◆ What you have to do: Summarize the article on hierarchical data structure virtualization in SQL in three sentences.

Hierarchical Data Structure Virtualization in SQL


Data structure virtualization is the constructing of a data structure utilizing pieces or fragments from other data structures. This article demonstrates how Data structure virtualization can be done in ANSI SQL utilizing hierarchical processing techniques to produce hierarchically structured virtualized output.

A recent article in this series of articles on ANSI SQL Hierarchical
Processing described hierarchical
data structure transformation in SQL
. Data structuring transformation is
the converting of a data structure into a different structure while retaining the
original data unless it is not desired in the resulting structure. Data
structure virtualization is the constructing of a data structure utilizing
pieces or fragments from other data structures. This article will demonstrate
how this can be done in ANSI SQL utilizing some of the hierarchical processing
techniques covered in previous articles in this series used to produce
hierarchically structured virtualized output.

Basic Hierarchical Structure Defining and Joining Review

In Figure 1 below, two structures are hierarchically
combined using the Select statement shown. The basic structure definitions of
views ABC and XYZ are modeled hierarchically using the hierarchically oriented
LEFT Outer join operation, which preserves the left argument and not the right
argument when there is no match found. In addition, the outer join uses the newer
more specific ON clause at each join point to specify the node link points
using join criteria. This can be seen in the ABC and XYZ view structures
defined below. These two hierarchical structured views can also be joined using
the LEFT Outer join operation as shown below. Normally the link point to the
lower level structure is the root node as shown. The expanded ABC and XYZ views
produce the internal LEFT Outer Join combined structure automatically. This
combined view models the hierarchical structure shown below, which is processed
by the SQL processor where the associated LEFT Outer Join semantics controls
its hierarchical operation.

Combining structures

A Valid Semantics for Linking Below Root Review

In a previous article in this series, linking
below the root
was covered. This gives unlimited control of linking
structures together. Using the query shown in Figure 2 below, the upper level
structure is attached to the lower level structure at a node below the root
node to the Z node. The data link points between the structures being combined
are used to match up data relationships between the structures being combined. Linking
below the lower level structure root node level requires that the lower level
structure to be fully expanded before it can be joined to the upper level
structure. This occurs automatically and can be seen in the combined view above
in Figure 1. Because of the natural hierarchical nesting occurring in the
expanded LEFT Outer Join, the two constructed structures have been kept
separate. This is controlled by the final ON clause, which now performs the joining
of the two fully expanded view structures, ABC over XYZ. This is actually a
data filtering operation applied to the lower structure’s link point (node Z in
this case) and will filter the entire lower structure in isolation hierarchically
from the link point outward in all path directions.

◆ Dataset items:
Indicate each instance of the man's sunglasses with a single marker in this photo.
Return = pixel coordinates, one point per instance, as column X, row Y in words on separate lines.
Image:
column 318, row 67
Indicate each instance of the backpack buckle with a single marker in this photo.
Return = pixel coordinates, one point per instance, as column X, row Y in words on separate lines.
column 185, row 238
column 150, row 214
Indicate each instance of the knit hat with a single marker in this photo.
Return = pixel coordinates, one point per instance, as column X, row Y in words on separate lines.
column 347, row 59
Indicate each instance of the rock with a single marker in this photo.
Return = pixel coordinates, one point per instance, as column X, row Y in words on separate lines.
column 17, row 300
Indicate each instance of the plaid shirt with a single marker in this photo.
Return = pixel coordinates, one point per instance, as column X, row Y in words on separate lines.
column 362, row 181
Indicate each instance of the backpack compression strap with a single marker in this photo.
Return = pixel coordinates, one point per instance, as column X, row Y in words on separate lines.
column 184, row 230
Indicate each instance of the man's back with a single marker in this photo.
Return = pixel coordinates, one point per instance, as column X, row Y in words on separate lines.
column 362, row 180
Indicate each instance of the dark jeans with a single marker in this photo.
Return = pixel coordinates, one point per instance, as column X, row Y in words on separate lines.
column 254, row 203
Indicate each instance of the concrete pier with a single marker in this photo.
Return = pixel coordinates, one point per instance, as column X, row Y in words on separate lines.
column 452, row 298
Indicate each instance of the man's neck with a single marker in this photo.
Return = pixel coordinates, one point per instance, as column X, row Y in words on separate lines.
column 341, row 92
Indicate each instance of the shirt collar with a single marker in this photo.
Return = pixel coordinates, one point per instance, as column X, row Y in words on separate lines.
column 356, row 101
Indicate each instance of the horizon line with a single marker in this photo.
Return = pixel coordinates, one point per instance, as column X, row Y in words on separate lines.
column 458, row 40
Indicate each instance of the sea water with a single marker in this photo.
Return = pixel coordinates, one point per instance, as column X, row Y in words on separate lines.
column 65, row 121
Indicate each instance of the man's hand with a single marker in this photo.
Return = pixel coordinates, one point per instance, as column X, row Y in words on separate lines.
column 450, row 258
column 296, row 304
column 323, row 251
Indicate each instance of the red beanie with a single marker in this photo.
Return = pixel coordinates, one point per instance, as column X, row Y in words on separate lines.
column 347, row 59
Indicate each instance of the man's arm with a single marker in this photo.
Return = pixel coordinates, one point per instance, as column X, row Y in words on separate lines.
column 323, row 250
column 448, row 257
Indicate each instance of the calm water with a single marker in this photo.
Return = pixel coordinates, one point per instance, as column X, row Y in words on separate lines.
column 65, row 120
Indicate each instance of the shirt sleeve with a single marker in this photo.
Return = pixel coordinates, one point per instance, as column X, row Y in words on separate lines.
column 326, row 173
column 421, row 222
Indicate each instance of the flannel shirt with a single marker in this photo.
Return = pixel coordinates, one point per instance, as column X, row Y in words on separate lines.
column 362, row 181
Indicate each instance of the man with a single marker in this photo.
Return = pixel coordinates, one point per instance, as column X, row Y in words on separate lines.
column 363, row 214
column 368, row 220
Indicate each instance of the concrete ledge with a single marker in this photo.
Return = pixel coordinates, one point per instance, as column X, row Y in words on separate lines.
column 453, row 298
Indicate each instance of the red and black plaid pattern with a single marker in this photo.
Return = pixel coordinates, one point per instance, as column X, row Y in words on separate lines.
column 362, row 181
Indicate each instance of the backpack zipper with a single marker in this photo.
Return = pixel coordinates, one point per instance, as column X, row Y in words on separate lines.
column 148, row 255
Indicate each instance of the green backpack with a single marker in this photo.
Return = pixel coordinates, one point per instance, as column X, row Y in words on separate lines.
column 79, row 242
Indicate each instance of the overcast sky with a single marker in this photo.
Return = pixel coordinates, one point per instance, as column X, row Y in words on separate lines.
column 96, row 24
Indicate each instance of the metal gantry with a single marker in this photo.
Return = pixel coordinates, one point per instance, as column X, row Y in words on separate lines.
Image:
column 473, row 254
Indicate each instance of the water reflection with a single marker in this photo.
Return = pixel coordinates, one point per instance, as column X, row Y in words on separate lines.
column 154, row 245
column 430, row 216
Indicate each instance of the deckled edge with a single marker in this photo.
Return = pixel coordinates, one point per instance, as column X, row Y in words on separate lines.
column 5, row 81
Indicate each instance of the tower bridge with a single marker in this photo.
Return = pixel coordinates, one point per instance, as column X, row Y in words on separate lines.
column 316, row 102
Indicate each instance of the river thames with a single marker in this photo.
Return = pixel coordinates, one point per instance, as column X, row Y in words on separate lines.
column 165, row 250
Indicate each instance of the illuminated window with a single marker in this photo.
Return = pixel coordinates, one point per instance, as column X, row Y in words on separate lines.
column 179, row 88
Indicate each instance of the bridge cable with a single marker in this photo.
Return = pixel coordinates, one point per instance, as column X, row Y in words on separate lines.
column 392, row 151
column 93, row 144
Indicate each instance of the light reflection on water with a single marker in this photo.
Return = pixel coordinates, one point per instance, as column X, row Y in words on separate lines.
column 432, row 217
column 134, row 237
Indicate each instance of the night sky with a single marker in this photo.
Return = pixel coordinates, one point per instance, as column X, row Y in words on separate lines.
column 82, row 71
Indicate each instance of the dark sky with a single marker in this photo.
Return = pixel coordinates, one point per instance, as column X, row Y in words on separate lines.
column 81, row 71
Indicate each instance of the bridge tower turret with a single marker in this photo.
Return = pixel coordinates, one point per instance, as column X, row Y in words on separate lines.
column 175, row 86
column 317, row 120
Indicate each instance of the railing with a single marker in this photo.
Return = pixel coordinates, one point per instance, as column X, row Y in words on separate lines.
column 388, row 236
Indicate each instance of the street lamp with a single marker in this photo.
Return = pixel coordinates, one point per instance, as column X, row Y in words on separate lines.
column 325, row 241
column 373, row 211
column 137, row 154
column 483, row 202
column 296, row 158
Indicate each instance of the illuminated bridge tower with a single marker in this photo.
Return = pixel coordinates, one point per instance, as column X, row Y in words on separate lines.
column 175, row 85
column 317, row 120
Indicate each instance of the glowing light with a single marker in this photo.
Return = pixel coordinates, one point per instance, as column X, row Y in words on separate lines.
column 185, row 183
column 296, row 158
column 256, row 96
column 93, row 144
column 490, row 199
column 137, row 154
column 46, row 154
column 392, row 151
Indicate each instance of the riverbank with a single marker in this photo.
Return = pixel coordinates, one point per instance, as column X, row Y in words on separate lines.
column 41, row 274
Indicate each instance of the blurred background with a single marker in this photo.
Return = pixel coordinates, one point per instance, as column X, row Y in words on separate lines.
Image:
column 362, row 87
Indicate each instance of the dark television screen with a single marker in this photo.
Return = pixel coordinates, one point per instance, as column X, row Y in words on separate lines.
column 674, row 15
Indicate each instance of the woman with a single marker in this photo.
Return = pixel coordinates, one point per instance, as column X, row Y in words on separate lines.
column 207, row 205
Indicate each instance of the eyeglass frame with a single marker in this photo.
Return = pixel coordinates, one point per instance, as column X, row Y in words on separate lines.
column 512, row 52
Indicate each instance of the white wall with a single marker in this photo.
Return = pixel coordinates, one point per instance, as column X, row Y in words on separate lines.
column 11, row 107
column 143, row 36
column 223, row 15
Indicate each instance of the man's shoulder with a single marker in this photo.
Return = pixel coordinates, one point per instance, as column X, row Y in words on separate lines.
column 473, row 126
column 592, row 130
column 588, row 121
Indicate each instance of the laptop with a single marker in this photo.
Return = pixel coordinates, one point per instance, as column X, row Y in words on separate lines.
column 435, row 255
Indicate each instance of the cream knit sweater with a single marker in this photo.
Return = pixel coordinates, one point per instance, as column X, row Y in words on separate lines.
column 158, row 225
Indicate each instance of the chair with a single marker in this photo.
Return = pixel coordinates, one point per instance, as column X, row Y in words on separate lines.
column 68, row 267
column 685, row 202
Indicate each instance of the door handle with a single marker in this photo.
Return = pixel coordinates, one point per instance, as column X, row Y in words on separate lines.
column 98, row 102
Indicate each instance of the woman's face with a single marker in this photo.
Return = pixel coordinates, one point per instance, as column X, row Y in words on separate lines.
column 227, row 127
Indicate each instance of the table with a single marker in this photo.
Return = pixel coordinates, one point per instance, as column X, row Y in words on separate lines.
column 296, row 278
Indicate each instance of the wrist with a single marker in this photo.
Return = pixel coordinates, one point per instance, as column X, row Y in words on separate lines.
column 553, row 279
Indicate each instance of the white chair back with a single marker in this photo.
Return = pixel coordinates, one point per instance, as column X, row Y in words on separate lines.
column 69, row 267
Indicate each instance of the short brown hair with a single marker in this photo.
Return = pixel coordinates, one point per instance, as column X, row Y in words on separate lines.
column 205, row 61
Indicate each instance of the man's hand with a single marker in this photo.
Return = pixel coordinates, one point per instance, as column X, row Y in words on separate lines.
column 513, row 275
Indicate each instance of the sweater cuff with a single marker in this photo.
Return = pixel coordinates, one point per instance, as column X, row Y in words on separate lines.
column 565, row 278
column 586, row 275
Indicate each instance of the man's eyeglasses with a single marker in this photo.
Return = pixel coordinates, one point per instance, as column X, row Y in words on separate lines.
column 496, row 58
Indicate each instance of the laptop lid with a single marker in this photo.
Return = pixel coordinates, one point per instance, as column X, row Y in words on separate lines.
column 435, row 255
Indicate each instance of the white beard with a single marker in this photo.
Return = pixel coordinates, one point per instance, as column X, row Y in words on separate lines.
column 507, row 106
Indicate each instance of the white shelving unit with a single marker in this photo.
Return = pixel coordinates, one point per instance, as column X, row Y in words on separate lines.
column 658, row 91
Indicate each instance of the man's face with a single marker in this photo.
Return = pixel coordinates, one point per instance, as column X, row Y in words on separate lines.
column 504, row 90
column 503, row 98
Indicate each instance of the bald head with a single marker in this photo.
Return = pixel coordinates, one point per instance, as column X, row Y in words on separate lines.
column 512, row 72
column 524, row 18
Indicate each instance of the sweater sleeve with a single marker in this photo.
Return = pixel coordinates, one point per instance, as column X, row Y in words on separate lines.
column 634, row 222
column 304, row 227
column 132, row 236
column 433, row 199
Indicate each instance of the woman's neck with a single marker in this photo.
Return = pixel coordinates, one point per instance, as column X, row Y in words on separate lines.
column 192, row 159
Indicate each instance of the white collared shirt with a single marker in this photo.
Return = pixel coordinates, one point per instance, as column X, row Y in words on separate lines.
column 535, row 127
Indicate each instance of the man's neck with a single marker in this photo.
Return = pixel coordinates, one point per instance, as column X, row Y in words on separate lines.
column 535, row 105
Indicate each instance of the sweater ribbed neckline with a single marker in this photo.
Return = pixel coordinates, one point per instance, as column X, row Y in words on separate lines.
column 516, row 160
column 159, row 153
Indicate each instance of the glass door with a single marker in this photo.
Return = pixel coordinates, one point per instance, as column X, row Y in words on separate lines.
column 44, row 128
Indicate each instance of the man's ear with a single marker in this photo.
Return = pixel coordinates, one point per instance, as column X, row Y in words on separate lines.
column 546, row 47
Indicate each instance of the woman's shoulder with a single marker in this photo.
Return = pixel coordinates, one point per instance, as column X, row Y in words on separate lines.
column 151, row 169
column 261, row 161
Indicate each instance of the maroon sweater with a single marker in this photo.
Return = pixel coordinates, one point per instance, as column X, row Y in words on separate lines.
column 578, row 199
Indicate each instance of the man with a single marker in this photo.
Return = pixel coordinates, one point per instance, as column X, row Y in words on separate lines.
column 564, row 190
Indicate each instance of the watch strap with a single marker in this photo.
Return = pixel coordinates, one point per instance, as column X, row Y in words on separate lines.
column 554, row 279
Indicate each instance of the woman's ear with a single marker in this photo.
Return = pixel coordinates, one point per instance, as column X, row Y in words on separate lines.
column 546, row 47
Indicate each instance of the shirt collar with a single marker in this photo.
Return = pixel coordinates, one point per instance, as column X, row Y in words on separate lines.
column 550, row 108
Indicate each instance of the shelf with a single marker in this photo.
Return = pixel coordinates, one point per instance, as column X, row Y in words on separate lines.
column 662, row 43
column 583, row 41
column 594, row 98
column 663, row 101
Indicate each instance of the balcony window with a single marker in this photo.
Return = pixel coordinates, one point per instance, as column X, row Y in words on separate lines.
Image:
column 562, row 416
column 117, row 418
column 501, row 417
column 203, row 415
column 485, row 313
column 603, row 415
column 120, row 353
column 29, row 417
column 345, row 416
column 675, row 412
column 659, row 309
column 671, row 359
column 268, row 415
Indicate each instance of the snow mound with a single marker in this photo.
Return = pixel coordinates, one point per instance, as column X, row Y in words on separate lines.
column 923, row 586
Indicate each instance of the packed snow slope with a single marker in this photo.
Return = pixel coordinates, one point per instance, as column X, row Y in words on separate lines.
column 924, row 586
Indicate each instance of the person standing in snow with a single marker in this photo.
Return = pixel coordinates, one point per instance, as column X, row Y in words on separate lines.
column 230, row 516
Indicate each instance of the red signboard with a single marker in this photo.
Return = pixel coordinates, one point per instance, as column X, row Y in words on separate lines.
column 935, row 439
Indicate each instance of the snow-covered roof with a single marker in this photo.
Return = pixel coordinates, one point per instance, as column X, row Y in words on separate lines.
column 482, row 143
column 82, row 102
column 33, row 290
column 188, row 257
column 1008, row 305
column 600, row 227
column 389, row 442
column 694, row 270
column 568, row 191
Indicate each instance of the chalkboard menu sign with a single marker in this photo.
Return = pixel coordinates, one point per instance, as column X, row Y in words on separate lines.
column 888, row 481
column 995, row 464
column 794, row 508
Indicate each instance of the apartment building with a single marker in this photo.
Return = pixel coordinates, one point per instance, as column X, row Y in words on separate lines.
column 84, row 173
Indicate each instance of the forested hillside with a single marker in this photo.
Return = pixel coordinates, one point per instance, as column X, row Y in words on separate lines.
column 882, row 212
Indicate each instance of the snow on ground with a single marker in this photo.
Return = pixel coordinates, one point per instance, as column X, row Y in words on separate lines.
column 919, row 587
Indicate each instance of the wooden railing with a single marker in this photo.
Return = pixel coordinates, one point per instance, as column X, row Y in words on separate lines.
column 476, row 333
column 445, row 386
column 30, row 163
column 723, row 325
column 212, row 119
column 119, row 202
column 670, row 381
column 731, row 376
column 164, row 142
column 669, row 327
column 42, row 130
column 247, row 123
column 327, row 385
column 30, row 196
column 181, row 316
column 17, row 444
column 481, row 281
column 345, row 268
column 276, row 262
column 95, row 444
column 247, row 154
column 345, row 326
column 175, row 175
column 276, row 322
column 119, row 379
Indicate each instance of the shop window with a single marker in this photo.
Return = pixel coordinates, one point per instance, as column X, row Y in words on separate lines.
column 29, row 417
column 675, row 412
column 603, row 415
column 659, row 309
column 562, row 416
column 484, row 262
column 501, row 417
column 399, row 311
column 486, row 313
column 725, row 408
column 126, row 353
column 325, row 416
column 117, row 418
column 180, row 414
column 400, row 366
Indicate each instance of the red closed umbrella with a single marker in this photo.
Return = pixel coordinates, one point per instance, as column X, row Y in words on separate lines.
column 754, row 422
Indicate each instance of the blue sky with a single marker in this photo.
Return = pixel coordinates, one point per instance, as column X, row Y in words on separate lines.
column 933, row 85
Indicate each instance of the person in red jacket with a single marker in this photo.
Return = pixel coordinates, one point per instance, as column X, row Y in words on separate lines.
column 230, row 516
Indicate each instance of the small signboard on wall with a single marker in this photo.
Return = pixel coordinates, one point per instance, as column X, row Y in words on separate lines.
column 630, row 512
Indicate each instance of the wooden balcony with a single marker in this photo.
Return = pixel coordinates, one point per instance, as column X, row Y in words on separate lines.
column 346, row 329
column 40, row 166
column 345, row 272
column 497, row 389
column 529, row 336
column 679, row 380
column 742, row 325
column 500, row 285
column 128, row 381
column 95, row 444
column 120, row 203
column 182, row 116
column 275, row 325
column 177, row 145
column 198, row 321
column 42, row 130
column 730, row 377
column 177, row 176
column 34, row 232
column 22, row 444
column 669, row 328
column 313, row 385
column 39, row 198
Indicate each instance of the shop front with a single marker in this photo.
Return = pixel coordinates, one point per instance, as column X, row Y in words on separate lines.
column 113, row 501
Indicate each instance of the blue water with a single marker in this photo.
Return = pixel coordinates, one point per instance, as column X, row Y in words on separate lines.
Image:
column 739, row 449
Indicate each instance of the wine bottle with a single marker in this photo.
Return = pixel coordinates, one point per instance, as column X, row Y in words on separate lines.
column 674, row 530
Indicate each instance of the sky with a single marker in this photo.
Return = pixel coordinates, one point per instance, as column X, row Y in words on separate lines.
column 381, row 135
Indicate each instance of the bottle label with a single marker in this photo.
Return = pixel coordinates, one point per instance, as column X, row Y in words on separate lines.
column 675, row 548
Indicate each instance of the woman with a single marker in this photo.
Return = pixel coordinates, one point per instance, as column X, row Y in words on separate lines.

◆ Solution to this problem: Data structure virtualization builds a data structure from pieces or fragments of other data structures, and the article shows how this can be done in ANSI SQL with hierarchical processing techniques that produce hierarchically structured output. The views ABC and XYZ are modeled and then combined with the LEFT Outer join, which preserves the left argument but not the right when no match is found and uses an ON clause at each join point to specify the link points. Linking below the root of the lower structure, here at node Z, requires that structure to be fully expanded first, and the final ON clause then acts as a filter on the lower structure from the link point outward in all path directions.